▸ **ACTIVITY**
Some of the lines below need repeating. Reproduce exactly those between the lines holding "If you could tag the microscope" and "If you could tag the black eyeglasses", inclusive.

▸ **ENTRIES PROVIDED**
________________________
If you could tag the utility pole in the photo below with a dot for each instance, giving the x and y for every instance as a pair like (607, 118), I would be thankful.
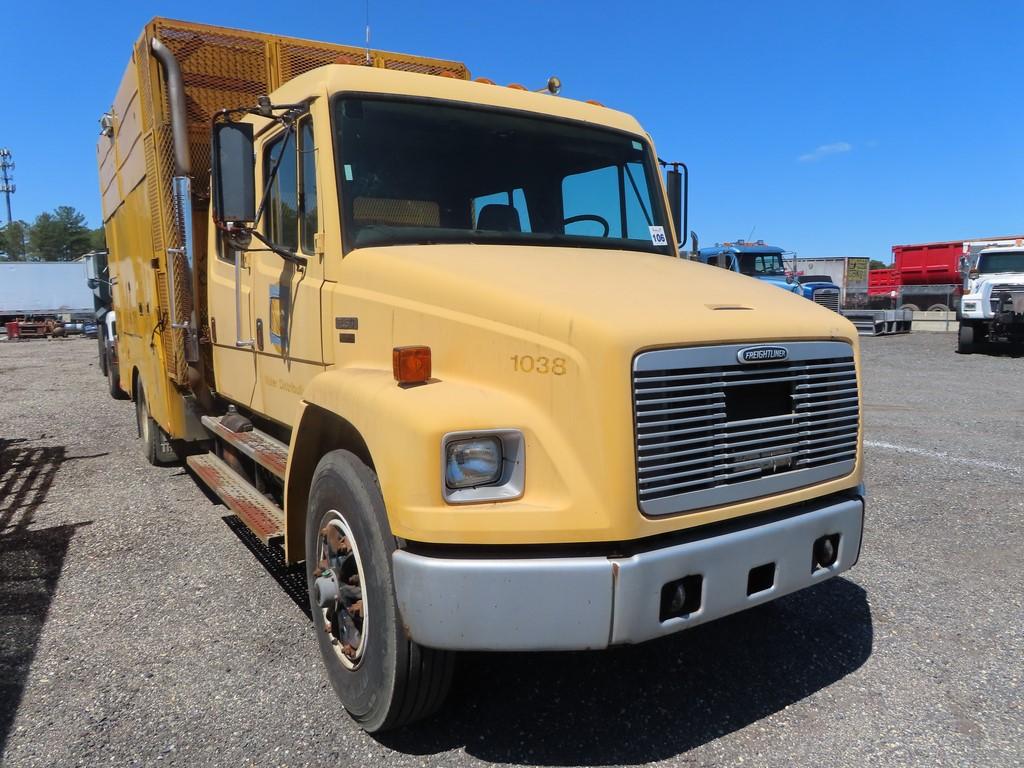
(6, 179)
________________________
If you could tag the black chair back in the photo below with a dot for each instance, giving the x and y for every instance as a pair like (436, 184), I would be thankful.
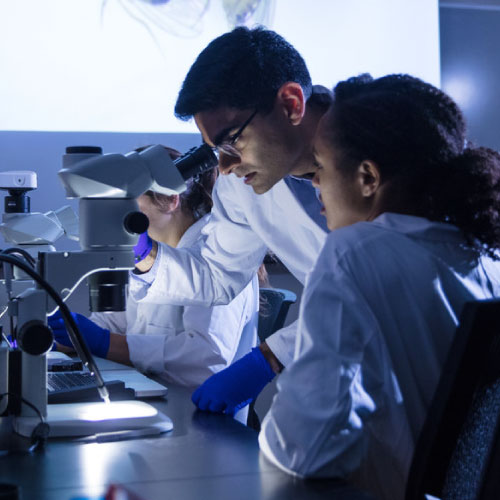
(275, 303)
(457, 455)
________________________
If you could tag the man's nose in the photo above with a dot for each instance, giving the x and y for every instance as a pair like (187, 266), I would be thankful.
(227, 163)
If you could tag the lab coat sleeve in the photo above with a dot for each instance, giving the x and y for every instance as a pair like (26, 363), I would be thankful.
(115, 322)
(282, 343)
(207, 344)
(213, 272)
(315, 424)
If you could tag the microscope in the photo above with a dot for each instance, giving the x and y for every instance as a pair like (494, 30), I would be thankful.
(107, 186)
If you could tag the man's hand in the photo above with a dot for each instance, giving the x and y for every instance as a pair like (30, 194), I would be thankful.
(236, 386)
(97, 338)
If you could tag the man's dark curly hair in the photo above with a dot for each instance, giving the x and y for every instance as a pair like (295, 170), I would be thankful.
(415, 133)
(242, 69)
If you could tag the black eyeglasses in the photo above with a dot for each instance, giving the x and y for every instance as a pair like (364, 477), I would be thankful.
________________________
▸ **EXPECTED ANSWER**
If you could tag the microscope in the photo above with a dot for each instance, giving the x and y for every instance as a pair like (494, 30), I would be thankful.
(107, 186)
If you could tag the man's hand in the photo above with a dot for each instance, giving the x and y for every instance as a pair like (30, 194), I would be thankful.
(236, 386)
(97, 338)
If you could tag the man's dark curly hair in the photo above with a dot for each instance, giving the x and y for every instance as a pair like (295, 170), I would be thankful.
(415, 133)
(242, 69)
If you could tag the black eyeglasses in the photo above with a dot for each instance, giving the x and y for every instance as a pair like (364, 477), I would be thankful.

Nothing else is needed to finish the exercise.